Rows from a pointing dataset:
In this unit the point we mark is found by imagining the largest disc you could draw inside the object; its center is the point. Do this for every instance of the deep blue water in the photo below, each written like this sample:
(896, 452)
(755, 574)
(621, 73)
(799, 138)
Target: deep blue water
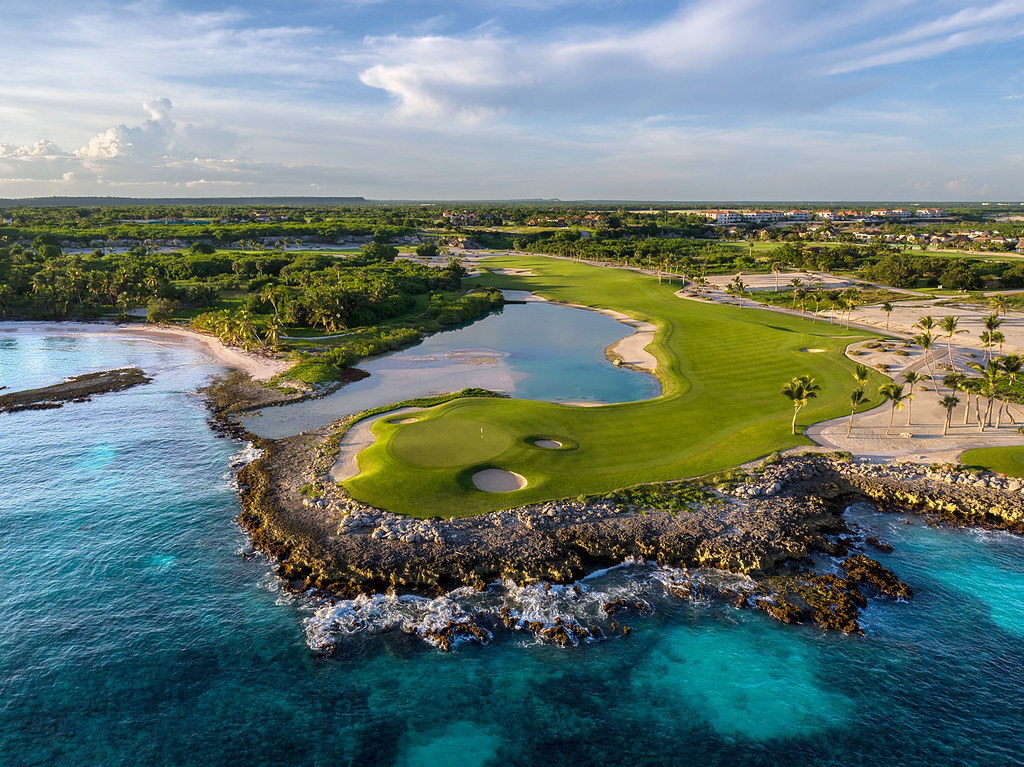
(536, 350)
(135, 633)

▸ **Short task**:
Render all of the material above as a Markdown table with the columns "No." and "Line", one row for each non-blank line. Omit the pictures from the table.

▸ **Reply**:
| No. | Line |
|---|---|
| 1 | In this unit the point we mark is found by imagining the largest disc you could draw inside the object; its center is the point. Do this for every instance of the deep blue water in the photo below, each written like this sample: |
| 2 | (896, 452) |
| 3 | (755, 574) |
| 4 | (621, 73) |
| 5 | (799, 138) |
| 6 | Target: deep blue water |
| 7 | (536, 350) |
| 8 | (135, 633) |